# [MATERIAL FOR THE TASK]
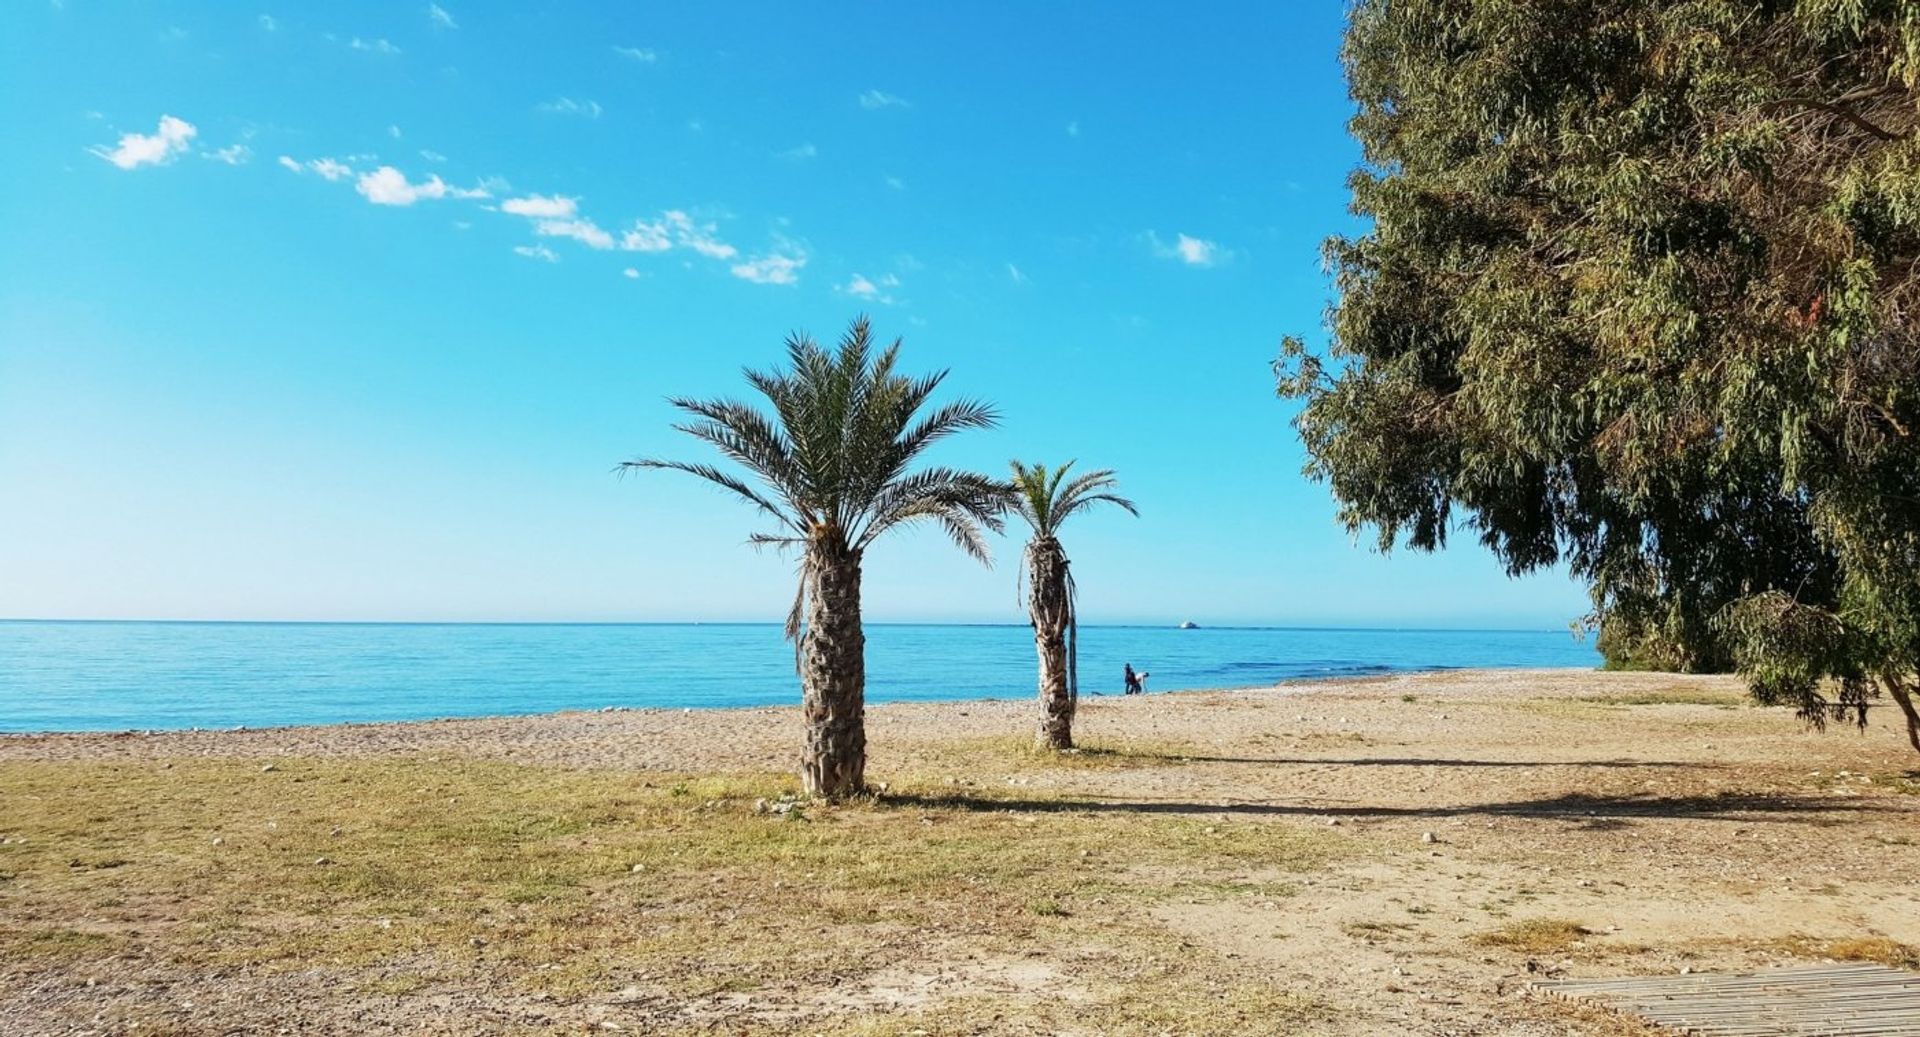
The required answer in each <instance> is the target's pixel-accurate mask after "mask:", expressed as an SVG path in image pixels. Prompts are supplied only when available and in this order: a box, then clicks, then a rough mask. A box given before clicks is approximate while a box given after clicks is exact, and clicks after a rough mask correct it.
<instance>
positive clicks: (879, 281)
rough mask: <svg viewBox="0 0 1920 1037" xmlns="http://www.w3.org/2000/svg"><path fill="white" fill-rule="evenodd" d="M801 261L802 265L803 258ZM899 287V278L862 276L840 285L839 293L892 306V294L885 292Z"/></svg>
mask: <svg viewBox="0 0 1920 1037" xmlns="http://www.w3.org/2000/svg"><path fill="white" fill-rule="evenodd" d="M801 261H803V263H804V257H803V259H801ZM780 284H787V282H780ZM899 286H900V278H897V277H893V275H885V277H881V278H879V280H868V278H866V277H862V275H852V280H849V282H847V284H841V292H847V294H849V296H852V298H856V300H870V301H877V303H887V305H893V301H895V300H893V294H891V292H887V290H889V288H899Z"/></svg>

* * *

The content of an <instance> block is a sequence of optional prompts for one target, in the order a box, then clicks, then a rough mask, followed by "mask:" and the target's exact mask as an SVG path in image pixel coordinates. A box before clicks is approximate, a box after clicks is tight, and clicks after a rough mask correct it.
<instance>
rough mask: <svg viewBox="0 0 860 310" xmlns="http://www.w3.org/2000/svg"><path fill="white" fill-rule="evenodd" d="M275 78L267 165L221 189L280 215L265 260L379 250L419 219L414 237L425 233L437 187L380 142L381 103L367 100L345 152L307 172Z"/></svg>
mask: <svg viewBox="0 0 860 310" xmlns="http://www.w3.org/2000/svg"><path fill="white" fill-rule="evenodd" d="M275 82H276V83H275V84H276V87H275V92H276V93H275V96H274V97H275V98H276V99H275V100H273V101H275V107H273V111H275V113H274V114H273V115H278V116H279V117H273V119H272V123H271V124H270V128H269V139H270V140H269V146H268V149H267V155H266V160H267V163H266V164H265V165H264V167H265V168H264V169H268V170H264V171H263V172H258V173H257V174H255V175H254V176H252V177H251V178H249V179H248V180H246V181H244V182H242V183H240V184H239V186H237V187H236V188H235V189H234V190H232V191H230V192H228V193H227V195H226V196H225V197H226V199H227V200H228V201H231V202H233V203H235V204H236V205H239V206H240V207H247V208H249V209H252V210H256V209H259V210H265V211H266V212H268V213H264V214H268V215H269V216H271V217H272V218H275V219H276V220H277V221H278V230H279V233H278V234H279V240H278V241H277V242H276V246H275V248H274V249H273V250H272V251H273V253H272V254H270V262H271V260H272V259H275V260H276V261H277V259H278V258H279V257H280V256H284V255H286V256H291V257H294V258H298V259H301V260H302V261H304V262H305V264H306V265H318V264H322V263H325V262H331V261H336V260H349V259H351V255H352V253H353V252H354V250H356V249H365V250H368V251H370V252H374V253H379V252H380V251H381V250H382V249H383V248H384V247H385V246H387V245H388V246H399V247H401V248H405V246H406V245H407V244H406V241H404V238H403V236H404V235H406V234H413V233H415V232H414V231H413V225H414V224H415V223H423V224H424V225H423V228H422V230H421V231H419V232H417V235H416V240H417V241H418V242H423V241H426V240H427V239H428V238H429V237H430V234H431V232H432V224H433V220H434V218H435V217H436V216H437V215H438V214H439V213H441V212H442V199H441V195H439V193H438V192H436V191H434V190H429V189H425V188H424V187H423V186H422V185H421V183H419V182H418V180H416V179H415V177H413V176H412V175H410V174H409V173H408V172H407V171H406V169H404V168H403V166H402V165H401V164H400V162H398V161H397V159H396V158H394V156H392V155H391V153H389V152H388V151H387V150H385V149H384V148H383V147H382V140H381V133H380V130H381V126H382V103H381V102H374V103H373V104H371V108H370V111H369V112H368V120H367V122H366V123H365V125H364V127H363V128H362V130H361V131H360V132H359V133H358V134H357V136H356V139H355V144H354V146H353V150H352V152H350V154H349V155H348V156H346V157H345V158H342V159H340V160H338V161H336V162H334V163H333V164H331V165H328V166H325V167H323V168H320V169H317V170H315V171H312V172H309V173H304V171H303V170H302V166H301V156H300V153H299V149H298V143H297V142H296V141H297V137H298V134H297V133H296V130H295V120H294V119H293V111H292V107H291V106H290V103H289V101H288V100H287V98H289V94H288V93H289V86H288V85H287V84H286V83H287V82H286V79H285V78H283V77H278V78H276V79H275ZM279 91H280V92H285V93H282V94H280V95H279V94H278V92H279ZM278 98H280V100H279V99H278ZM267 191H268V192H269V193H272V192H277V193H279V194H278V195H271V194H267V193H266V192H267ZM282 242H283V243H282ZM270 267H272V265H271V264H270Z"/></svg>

==

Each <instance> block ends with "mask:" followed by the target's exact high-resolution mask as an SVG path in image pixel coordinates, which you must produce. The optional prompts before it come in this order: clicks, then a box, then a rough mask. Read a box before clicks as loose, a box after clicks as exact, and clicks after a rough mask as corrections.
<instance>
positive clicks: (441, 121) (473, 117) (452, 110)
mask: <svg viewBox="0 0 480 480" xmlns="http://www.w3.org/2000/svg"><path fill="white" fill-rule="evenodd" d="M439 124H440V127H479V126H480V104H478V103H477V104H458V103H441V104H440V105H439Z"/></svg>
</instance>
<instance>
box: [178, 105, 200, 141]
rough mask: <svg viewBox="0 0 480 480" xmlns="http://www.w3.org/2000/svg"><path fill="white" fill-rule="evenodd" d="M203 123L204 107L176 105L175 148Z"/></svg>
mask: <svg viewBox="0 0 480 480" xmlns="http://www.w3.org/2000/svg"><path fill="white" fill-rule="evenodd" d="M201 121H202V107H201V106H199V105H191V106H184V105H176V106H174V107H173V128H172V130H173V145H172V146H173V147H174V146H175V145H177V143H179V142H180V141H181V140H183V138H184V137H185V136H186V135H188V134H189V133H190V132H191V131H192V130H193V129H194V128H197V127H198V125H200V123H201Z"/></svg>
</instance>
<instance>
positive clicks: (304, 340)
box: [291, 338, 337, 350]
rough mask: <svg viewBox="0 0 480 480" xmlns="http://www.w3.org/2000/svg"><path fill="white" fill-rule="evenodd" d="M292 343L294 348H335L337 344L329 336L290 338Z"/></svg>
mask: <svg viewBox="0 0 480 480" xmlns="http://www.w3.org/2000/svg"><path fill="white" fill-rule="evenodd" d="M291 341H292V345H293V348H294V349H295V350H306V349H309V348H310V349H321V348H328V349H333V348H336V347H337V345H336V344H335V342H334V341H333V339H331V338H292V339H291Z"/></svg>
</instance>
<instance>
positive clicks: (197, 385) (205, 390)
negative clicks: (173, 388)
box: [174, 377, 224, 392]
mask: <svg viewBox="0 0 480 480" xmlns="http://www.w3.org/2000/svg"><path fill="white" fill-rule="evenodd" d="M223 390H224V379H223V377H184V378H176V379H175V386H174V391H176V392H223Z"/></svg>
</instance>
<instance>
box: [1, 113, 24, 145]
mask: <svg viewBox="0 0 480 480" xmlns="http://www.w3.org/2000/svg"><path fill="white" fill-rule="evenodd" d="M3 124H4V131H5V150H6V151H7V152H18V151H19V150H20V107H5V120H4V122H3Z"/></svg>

# [ASSIGNMENT]
In the listing above, find the line with "The required answer" and the line with "positive clicks: (879, 281)", then print exactly those lines and every line between them.

# [OUTPUT]
The required answer in each <instance> is the target's pixel-accurate mask after "mask:", expressed as an SVG path in image pixels. Prompts are supplied only when available and in this order: a box, then clicks, then a rough mask. A box given before clicks is approximate while a box given after clicks is exact, and clicks after a rough mask correct it.
<instance>
positive clicks: (879, 281)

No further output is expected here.